Start of STORED RECORDS

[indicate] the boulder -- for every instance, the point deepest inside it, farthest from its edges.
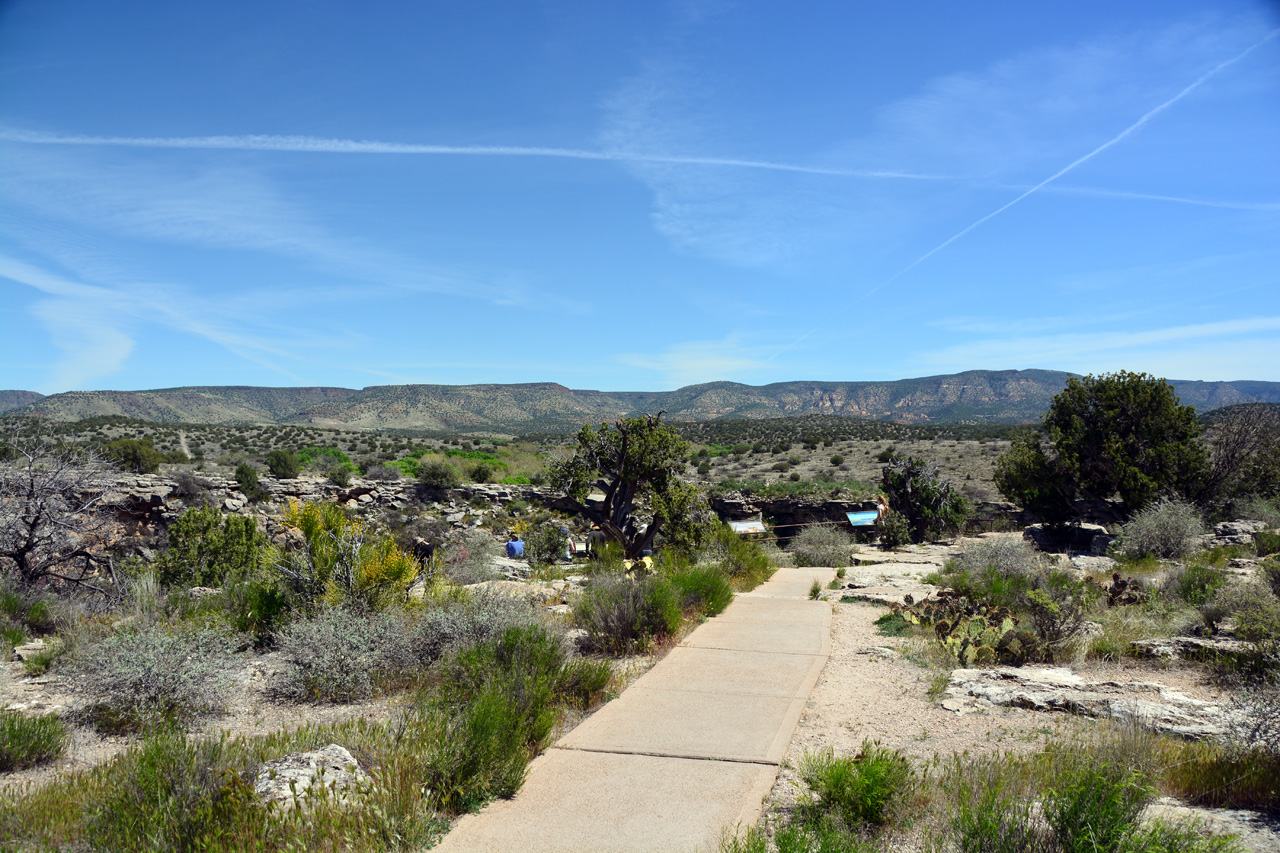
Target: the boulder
(1072, 537)
(1146, 703)
(289, 779)
(1097, 566)
(1238, 528)
(1194, 648)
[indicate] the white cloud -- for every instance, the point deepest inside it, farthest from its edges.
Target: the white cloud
(90, 343)
(222, 208)
(695, 361)
(1196, 351)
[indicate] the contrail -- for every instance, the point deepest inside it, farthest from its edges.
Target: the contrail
(323, 145)
(1150, 114)
(1088, 156)
(1265, 206)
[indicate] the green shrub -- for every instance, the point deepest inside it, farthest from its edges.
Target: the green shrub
(895, 530)
(1057, 610)
(822, 546)
(172, 794)
(1196, 584)
(892, 625)
(1006, 556)
(337, 655)
(434, 474)
(1260, 510)
(931, 502)
(859, 789)
(1217, 775)
(702, 589)
(26, 607)
(283, 464)
(497, 708)
(137, 455)
(342, 561)
(1266, 543)
(1096, 806)
(625, 615)
(990, 808)
(152, 675)
(206, 548)
(246, 478)
(744, 561)
(256, 606)
(458, 624)
(26, 742)
(1165, 529)
(1270, 574)
(547, 543)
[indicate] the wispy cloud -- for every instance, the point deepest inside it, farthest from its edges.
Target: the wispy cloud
(694, 361)
(223, 208)
(94, 325)
(1201, 350)
(328, 145)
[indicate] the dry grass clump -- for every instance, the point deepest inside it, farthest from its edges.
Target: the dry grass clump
(1165, 529)
(30, 740)
(822, 546)
(154, 675)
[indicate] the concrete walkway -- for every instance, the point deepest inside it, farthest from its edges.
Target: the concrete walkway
(690, 748)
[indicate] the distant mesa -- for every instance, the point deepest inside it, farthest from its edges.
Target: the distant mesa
(10, 400)
(974, 396)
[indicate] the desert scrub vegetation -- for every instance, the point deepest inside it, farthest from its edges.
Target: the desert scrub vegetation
(1086, 797)
(1166, 529)
(466, 738)
(205, 548)
(466, 557)
(152, 675)
(343, 561)
(30, 740)
(339, 655)
(627, 614)
(745, 562)
(822, 546)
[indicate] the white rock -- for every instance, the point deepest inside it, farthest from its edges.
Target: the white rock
(289, 779)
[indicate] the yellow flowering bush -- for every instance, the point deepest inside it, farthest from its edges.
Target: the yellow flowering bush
(343, 562)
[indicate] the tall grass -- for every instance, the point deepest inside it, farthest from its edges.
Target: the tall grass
(26, 742)
(466, 739)
(624, 615)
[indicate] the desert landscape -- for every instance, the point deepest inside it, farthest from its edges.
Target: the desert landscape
(278, 591)
(684, 427)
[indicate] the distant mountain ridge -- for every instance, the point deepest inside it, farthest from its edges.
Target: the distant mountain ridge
(10, 400)
(974, 396)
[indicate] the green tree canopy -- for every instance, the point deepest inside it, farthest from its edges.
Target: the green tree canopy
(634, 464)
(283, 464)
(137, 455)
(927, 500)
(1121, 433)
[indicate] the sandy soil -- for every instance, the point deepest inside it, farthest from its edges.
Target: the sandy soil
(878, 688)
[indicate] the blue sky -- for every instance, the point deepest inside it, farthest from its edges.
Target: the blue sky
(635, 195)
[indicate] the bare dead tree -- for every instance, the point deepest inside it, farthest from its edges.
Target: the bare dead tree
(50, 527)
(1240, 439)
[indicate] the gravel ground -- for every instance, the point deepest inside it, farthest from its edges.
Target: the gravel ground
(878, 688)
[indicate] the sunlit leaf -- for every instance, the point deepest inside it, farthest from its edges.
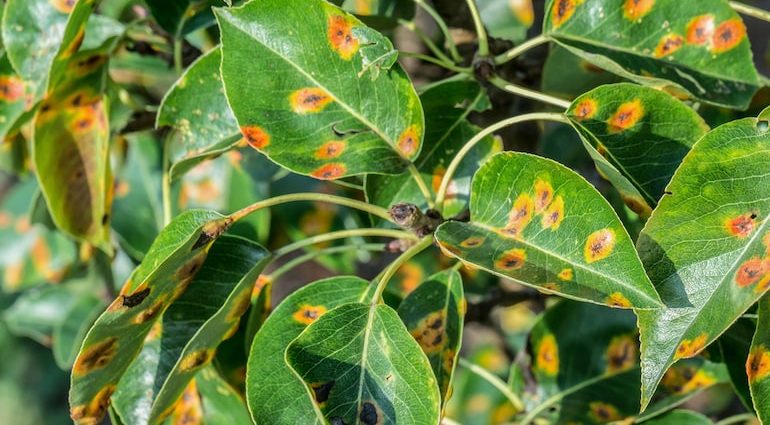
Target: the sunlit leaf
(447, 129)
(118, 334)
(694, 49)
(706, 243)
(310, 97)
(541, 224)
(637, 136)
(433, 315)
(274, 393)
(361, 364)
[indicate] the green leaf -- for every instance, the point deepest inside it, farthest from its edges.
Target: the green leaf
(637, 136)
(509, 19)
(274, 393)
(70, 151)
(704, 244)
(758, 363)
(446, 107)
(118, 334)
(304, 96)
(433, 315)
(541, 224)
(197, 110)
(207, 313)
(361, 364)
(697, 50)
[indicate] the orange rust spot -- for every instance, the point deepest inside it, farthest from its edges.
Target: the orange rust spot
(585, 109)
(309, 100)
(95, 356)
(63, 6)
(543, 195)
(188, 410)
(741, 226)
(472, 242)
(599, 245)
(307, 313)
(520, 216)
(668, 44)
(409, 141)
(196, 359)
(616, 299)
(255, 136)
(689, 348)
(547, 360)
(331, 149)
(513, 259)
(563, 10)
(340, 35)
(750, 272)
(700, 29)
(626, 116)
(758, 364)
(622, 353)
(602, 412)
(523, 10)
(429, 332)
(11, 89)
(94, 411)
(728, 35)
(329, 171)
(553, 215)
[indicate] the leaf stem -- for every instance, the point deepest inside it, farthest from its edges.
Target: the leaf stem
(528, 93)
(447, 65)
(452, 168)
(316, 197)
(395, 265)
(752, 11)
(294, 262)
(417, 177)
(517, 51)
(342, 234)
(444, 29)
(481, 33)
(495, 381)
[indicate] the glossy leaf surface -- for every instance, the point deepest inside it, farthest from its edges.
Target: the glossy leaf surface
(361, 364)
(695, 49)
(324, 99)
(706, 243)
(433, 315)
(539, 223)
(637, 137)
(447, 129)
(274, 393)
(118, 334)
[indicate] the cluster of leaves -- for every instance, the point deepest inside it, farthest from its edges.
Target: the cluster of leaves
(158, 147)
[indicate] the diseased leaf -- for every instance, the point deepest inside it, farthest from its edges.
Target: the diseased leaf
(433, 315)
(197, 110)
(758, 363)
(361, 364)
(274, 393)
(70, 151)
(706, 243)
(694, 49)
(509, 19)
(118, 334)
(541, 224)
(446, 108)
(304, 95)
(637, 136)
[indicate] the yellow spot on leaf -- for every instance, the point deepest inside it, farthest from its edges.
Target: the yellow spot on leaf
(599, 245)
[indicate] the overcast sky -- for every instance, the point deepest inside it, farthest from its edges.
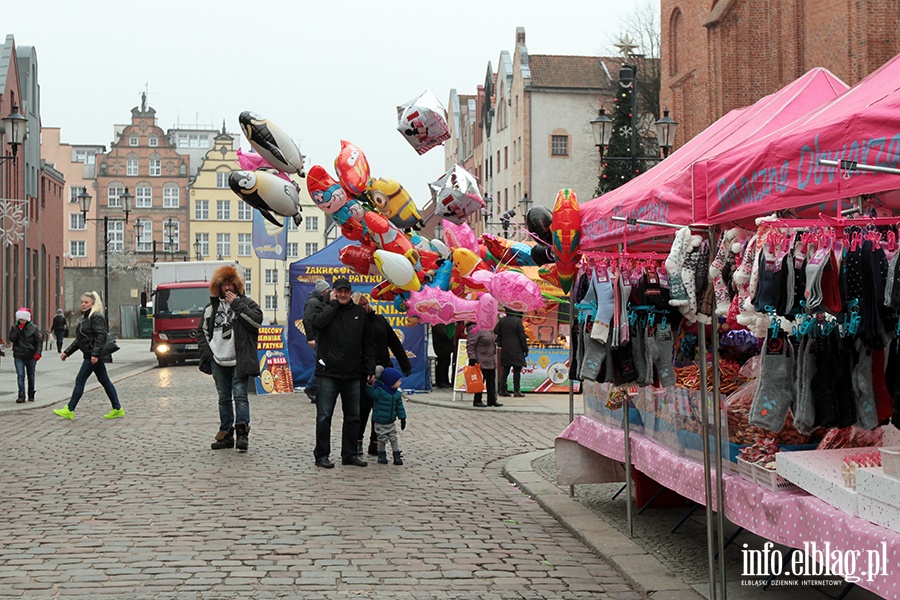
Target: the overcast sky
(324, 71)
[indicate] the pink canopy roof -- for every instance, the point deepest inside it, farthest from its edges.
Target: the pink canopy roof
(781, 169)
(665, 192)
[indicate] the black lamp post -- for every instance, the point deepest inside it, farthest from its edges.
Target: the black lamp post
(84, 203)
(602, 126)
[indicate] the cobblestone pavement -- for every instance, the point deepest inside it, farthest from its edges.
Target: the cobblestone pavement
(140, 507)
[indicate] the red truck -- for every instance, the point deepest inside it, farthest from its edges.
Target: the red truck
(180, 292)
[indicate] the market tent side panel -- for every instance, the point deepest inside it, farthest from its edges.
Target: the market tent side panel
(326, 265)
(781, 170)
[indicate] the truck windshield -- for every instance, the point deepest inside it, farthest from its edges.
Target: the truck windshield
(181, 301)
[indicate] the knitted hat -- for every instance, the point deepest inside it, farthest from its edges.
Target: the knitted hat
(391, 376)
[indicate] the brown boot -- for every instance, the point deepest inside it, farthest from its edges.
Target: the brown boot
(224, 439)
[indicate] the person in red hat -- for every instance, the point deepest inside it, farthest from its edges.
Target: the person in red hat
(26, 342)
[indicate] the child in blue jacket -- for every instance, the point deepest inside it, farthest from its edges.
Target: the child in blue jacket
(387, 407)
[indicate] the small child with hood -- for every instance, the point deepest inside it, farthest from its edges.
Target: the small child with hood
(387, 407)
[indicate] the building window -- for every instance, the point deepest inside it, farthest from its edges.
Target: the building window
(143, 196)
(245, 244)
(223, 210)
(223, 245)
(559, 145)
(77, 248)
(77, 222)
(112, 195)
(171, 196)
(203, 238)
(115, 233)
(144, 242)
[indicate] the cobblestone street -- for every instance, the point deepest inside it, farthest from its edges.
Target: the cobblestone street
(141, 507)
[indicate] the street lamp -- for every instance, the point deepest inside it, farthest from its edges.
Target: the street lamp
(602, 126)
(84, 203)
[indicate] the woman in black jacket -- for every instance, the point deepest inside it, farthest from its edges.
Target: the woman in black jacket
(90, 338)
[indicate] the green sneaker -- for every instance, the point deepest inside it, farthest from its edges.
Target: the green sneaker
(115, 413)
(65, 413)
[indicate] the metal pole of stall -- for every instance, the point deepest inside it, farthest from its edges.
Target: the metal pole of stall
(717, 438)
(704, 434)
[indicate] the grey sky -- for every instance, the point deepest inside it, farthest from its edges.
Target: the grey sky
(323, 71)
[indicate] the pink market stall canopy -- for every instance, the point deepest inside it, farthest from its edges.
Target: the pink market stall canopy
(665, 192)
(781, 170)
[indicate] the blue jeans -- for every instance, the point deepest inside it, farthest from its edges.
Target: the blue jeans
(229, 386)
(23, 366)
(99, 370)
(329, 388)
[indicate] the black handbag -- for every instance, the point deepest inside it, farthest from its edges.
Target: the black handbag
(110, 346)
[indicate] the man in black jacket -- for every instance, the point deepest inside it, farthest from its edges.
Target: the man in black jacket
(229, 332)
(344, 355)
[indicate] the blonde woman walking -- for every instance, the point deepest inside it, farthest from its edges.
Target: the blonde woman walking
(90, 337)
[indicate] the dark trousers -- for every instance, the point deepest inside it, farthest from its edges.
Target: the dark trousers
(365, 409)
(442, 367)
(329, 389)
(517, 378)
(490, 384)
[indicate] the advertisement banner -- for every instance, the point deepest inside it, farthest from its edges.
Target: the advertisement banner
(274, 364)
(269, 241)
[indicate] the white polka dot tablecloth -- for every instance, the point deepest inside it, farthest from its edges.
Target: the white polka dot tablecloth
(787, 517)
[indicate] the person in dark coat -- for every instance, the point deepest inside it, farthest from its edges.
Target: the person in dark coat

End of STORED RECORDS

- TASK TO CARRY OUT
From the line that contains "[indicate] the green sneaker" down to the last line of the listing above, repeat each line exactly, and include nothing else.

- ANSWER FOR THIS EXERCISE
[indicate] the green sneaker -- for every instance, the point deepest inside it, farthest from its edges.
Target: the green sneaker
(115, 413)
(65, 413)
[indicate] the metal pole of stall -- for every instance, the point deepest inside it, farthest from its edges.
Target: the metal pole of stall
(717, 438)
(704, 434)
[indicate] the grey sky -- for every instance, the point deepest inside it, farthest from its edges.
Target: the grey sky
(323, 71)
[indicate] the pink market stall canopy -- for every instance, the point deepest inside it, farthest from its edges.
Target: the pink market stall canopy
(665, 192)
(781, 170)
[indicate] the blue jeans -- for every instance, the point deepest inside it, farthest from its edges.
Target: the blue jeans
(229, 386)
(23, 366)
(99, 370)
(329, 388)
[indicate] the black handbag -- for every instance, the point deepest inside it, farthest from its edges.
Target: the black handbag
(110, 346)
[indicate] the man in black jacket -- for every instance, the point deepest inside it, farthest from its edges.
Target: the man in black jacket
(229, 332)
(344, 355)
[indicate] the blonde woman walking -- for every instance, the point deepest inside it, farthest from its edges.
Target: the blonde woman walking
(90, 337)
[indicate] the dark trousers -- for every instance, the point deepest inside it, farthest from its edges.
Target: the dark trousers
(365, 409)
(442, 367)
(329, 389)
(517, 378)
(490, 384)
[indicate] the advertisement banner -- for every instance, the point deepest inside it, farthest from its edges.
Target: the advertisement banner
(274, 364)
(269, 241)
[indicate] the white polka dot tablecloth -- for every instance, the point deepest inside it, farthest from its edges.
Target: the white polka dot tablecloth
(787, 517)
[indicate] the person in dark coat -- for every instance, the point deepest inside it, farthest from its edges.
Target: the person in dark coat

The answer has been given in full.